= What you are asked to do =
Your output should be the listing itself, repeated exactly.
*** Begin section ***
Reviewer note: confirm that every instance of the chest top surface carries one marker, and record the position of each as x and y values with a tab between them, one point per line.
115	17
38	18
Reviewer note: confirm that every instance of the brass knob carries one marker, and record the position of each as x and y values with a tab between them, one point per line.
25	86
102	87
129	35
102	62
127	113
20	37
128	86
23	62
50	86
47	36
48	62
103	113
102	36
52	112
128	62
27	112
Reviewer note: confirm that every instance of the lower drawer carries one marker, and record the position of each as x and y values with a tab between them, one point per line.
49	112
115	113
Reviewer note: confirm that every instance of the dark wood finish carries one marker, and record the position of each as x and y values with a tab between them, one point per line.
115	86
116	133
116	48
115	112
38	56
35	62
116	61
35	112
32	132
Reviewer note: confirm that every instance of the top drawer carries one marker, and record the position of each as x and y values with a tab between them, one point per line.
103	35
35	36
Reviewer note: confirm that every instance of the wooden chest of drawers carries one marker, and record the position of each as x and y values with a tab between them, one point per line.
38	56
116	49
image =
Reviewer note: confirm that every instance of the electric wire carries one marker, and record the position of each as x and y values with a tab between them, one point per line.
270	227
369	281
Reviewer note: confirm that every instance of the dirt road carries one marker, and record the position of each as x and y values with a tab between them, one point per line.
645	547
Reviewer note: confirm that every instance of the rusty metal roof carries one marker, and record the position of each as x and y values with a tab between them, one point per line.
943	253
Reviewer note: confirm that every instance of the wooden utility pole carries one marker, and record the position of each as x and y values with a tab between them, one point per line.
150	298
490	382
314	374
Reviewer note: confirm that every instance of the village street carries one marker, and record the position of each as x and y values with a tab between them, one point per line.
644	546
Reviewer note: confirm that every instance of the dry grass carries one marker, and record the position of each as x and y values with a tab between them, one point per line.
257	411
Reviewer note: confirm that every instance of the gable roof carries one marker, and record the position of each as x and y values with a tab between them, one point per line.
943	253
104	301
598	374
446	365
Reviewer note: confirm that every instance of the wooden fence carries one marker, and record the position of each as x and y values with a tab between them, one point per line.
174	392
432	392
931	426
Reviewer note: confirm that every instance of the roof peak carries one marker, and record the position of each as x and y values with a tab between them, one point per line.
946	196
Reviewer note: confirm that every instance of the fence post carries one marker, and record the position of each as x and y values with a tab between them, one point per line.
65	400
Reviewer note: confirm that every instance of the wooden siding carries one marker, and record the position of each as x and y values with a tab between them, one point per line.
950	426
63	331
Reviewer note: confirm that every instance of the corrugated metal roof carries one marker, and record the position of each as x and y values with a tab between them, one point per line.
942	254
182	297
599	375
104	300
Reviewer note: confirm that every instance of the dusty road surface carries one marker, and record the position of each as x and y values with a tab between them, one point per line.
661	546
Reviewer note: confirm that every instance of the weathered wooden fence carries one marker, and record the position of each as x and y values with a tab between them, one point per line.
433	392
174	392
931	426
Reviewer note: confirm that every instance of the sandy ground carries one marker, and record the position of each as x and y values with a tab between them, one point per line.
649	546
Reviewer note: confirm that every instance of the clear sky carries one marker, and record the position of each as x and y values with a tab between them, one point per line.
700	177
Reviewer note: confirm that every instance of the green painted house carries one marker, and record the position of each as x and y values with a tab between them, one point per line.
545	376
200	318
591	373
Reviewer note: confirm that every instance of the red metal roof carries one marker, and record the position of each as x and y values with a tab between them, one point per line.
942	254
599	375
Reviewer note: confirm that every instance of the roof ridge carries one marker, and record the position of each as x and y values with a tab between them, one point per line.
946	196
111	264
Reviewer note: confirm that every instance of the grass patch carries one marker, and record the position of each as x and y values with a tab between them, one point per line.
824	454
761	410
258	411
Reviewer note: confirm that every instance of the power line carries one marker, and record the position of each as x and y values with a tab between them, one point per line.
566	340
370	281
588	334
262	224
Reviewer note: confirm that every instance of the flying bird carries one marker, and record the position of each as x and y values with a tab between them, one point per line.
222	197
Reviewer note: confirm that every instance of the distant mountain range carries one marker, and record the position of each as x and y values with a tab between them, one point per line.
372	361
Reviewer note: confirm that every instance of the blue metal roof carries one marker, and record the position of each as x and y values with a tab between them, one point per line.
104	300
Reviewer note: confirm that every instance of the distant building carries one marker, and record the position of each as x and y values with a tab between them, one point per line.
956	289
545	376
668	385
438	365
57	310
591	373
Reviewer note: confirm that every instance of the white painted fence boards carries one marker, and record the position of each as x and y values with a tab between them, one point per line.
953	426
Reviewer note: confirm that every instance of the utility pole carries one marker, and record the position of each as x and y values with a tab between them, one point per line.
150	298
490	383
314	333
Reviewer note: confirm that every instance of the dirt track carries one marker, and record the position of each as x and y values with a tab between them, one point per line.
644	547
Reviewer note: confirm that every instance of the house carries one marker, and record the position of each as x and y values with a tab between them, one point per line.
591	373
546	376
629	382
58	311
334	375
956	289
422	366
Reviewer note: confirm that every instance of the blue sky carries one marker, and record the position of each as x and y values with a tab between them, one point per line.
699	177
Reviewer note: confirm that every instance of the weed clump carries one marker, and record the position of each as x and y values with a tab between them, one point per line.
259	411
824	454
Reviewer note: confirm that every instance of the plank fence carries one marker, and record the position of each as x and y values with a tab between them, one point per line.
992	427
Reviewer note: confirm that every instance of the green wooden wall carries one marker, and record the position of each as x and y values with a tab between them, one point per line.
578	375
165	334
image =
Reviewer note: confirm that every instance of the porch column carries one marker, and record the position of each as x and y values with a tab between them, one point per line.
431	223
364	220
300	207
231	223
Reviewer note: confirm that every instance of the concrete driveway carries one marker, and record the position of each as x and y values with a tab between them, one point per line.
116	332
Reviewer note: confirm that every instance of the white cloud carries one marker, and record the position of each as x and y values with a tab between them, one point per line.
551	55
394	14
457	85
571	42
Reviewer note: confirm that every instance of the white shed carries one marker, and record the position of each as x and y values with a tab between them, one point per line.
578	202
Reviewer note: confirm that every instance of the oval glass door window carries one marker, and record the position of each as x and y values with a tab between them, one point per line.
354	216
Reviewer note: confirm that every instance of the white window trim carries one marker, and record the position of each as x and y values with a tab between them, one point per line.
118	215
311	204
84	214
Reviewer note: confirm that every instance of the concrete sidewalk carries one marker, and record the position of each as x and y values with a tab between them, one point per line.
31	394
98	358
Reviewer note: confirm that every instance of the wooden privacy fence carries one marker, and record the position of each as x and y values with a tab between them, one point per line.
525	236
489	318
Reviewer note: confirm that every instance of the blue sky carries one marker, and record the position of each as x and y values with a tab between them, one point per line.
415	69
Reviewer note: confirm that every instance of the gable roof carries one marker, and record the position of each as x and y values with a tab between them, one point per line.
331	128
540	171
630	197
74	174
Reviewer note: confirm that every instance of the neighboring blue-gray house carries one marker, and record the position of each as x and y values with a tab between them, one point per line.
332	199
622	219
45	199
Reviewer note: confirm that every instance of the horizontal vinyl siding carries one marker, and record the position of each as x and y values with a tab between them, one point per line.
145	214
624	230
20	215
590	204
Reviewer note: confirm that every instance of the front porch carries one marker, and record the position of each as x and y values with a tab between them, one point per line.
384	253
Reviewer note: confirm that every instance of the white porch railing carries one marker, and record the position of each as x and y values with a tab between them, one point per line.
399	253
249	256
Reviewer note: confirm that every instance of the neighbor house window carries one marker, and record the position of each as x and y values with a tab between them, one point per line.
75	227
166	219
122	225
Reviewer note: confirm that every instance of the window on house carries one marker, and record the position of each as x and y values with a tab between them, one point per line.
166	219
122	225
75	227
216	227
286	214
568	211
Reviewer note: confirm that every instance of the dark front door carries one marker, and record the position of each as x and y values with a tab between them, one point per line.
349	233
*** End section ***
= Answer section =
Reviewer note: confirm that every instance of the chest top surface carries one marker, and record the position of each as x and y values with a tab between them, one point per line.
115	17
38	18
Reviewer note: confirm that every instance of the brass knob carries one marker, and record the position of each as x and y values with a tab between them, one point per line.
25	86
102	87
129	35
102	62
127	113
20	37
128	86
23	62
50	86
47	36
48	62
103	113
102	36
52	112
128	62
27	112
Reviewer note: confirm that every instance of the lower drawer carries one marker, and record the position of each as x and y values with a tab between them, one point per line.
49	112
115	113
Reviewer note: confirm that every instance of the dark wood finish carries one marker, and record the position of each as x and y values with a tab between them, one point per line.
115	86
116	133
116	48
115	112
38	56
35	62
116	61
35	112
32	132
Reviewer note: confirm that every instance of the top drawer carries one marker, and record the position of each as x and y values with a tab between them, one point per line.
103	35
35	36
Reviewer note: confirm that every instance of the wooden chest of drawers carries one marker, and record the position of each as x and y values with a tab between them, one point per line.
38	56
116	49
image =
Reviewer note: confirm that every instance of the electric wire carries one marker, and record the position of each as x and y values with a tab between them, one point per line.
270	227
369	281
Reviewer note: confirm that every instance of the dirt road carries one marker, and record the position of each as x and y values with a tab between them, one point per line.
645	547
Reviewer note: confirm that every instance of the rusty metal roof carries one marker, and record the position of each as x and y values with a tab between them, one point per line.
943	253
Reviewer note: confirm that every instance of the wooden utility pole carries one marker, and record the position of each as x and y values with a tab between them, one point per line.
150	298
490	382
314	374
Reviewer note: confirm that every instance of the village street carries one marker, and record the position of each as x and y values with a tab between them, one point per line.
644	546
Reviewer note: confirm that every instance of the dry grass carries one marker, and record the position of each as x and y values with a tab between them, one point per line.
257	411
Reviewer note: confirm that every instance of the gable roof carries one marker, and record the position of each as x and y values with a tab between them, one point per line.
943	253
104	301
598	374
446	365
Reviewer note: confirm that every instance of the wooden fence carries one marker, and record the position of each as x and y values with a tab between them, one point per line.
174	392
432	392
931	426
Reviewer note: confirm that every instance of the roof peak carries one marker, and record the position of each as x and y values with a tab between them, one point per line.
946	196
Reviewer note: confirm that every instance of the fence post carries one marker, and record the position of each as x and y values with a tab between them, one point per line.
65	400
Reviewer note: confirm that every instance of the wooden siding carries one marker, and record the position of each as x and y values with a tab between them, one point per line.
950	426
63	331
Reviewer note: confirm that every instance of the corrugated metal roof carries one marker, and record the position of each as x and y values with a tab between them, one point per line.
942	254
182	297
599	375
104	300
Reviewer note: confirm that every instance of the dusty road surface carries one marker, and record the position of each as x and y values with a tab between them, one point per line.
661	546
Reviewer note: confirm that every instance of the weathered wooden fence carries one marker, and record the position of each as x and y values with a tab between them, one point per line.
433	392
174	392
931	426
Reviewer note: confirm that every instance of the sandy ground carries one marker, and record the position of each as x and y values with a tab between them, one point per line.
649	546
Reviewer note: confirm that every instance of the clear sky carries one marker, and record the position of each as x and y values with a tab between them, one point per line.
700	177
Reviewer note: confirm that every instance of the green painted house carries one marker, and record the position of each as x and y values with a tab between them, one point per line.
545	376
200	318
591	373
Reviewer note: confirm that every instance of the red metal roof carries one marker, and record the position of each as x and y values with a tab between them, one point per line.
942	254
599	375
Reviewer note: confirm that every instance of the roof ridge carries one marker, and record the position of each as x and y values with a tab between them, one point per line.
946	196
111	264
Reviewer note: confirm that every instance of the grass patch carries one marker, and record the position of each as x and y values with a tab between them, one point per line.
824	454
761	410
258	411
Reviewer note: confirm that every instance of the power line carries one marker, and record the position of each as x and y values with a tab between them, one point per line.
566	340
370	281
588	334
262	224
Reviewer note: confirm that every instance of the flying bird carries one marker, and record the position of each as x and y values with a tab between them, one point per line.
222	197
Reviewer note: confirm that every instance of the distant mountain range carries one marker, and record the position of each as x and y values with a tab between them, one point per line.
372	361
Reviewer note: confirm that every instance of the blue metal roof carries one marker, and record the position of each as x and y values with a tab between them, one point per line.
104	300
Reviewer note: confirm that every instance of the distant building carries one marker, and record the position of each as x and y values with a tab between them, one point per line.
956	289
545	376
668	385
438	365
57	310
591	373
Reviewer note: confirm that every instance of the white painted fence boards carries one marker, and record the position of each as x and y values with a tab between them, one point per line.
953	426
Reviewer note: confirm that every instance of the utility pole carries one marker, and record the position of each as x and y values with a tab between them, one point per line.
150	298
490	383
314	333
Reviewer note: confirm that every instance of the dirt track carries one marker, and record the position of each as x and y values with a tab between them, one point per line.
644	547
Reviewer note: confirm that every instance of the house carries one marker, and record the position of each as x and y values with a tab between them, one point per line.
591	373
546	376
629	382
58	311
334	375
956	289
422	366
Reviewer note: confirm that every instance of the blue sky carries one marker, and record the position of each as x and y values with a tab between them, one point per line.
699	177
Reviewer note: confirm that every instance of the weed clump carries one marker, and record the position of each as x and y values with a tab between them, one point per line.
259	411
824	454
Reviewer note: confirm that every instance of the plank fence carries one marker, and record the position of each as x and y values with a tab between them, one point per line.
992	427
Reviewer note: confirm that every instance of the green wooden wall carries one marker, and record the position of each as x and y values with a tab between them, one point per line.
578	375
165	334
image =
Reviewer note: confirm that every instance of the porch column carries one marker, and record the position of each as x and y values with a tab between them, one point per line.
431	223
364	220
300	207
231	223
Reviewer note: confirm that every instance of the concrete driveway carries one marker, and record the position of each as x and y values with a tab between them, one point per line.
116	332
Reviewer note: confirm that every instance of the white cloud carries one marker, and record the position of each as x and y values with a tab between them, one point per line.
551	55
394	14
457	85
571	42
Reviewer note: confirm that every instance of the white shed carries one marker, and record the position of each as x and y values with a tab between them, one point per line.
578	202
Reviewer note: confirm that every instance of the oval glass door window carries one marker, and record the position of each as x and y values with a tab between them, one point per line.
354	216
Reviewer note: confirm that every instance of the white window trim carries one marker, and record the position of each as x and y values with a tab between them, one point per line.
118	215
311	204
84	214
Reviewer note: confirm that every instance of the concrete sidewalk carries one marker, and record the position of each as x and y values with a tab between them, one point per line.
31	394
98	358
Reviewer note: confirm that every instance of the wooden privacy fence carries one marker, and record the position of each as x and y values with a tab between them, one point per line.
525	236
489	318
Reviewer note: confirm that every instance of the blue sky carries one marker, and record the position of each as x and y values with a tab between them, one point per line.
415	69
Reviewer note: confirm that every instance of the gable roof carries one marker, and record the position of each as x and y values with a tab between them, one point per line.
331	128
540	171
630	197
74	174
Reviewer note: confirm that every instance of the neighboring blue-gray house carries one marker, and record the position of each as x and y values with a tab between them, one point per line.
332	199
622	219
45	199
Reviewer note: confirm that every instance of the horizontal vinyl siding carries one marker, and record the position of each as x and y values with a tab between them, one point per line.
145	214
624	230
20	215
590	204
Reviewer note: confirm that every instance of the front porch carries one marker, and record the position of each as x and y values with a tab between them, one point per line.
384	253
Reviewer note: confirm that every instance of the white porch railing carries one marker, and record the position of each as x and y values with a tab between them, one point per line.
399	253
249	256
Reviewer note: confirm that every instance of the neighbor house window carries one marker, and record the position of each as x and y values with a tab between them, one point per line.
75	227
166	219
122	225
Reviewer note: confirm that every instance of the window on house carries one marker, and record the position of each as x and y values with a tab between them, one point per line.
166	219
122	225
75	227
216	227
286	214
568	211
Reviewer note: confirm that every instance of the dark front door carries one marker, and record the position of each as x and y values with a tab between them, one point per line.
349	233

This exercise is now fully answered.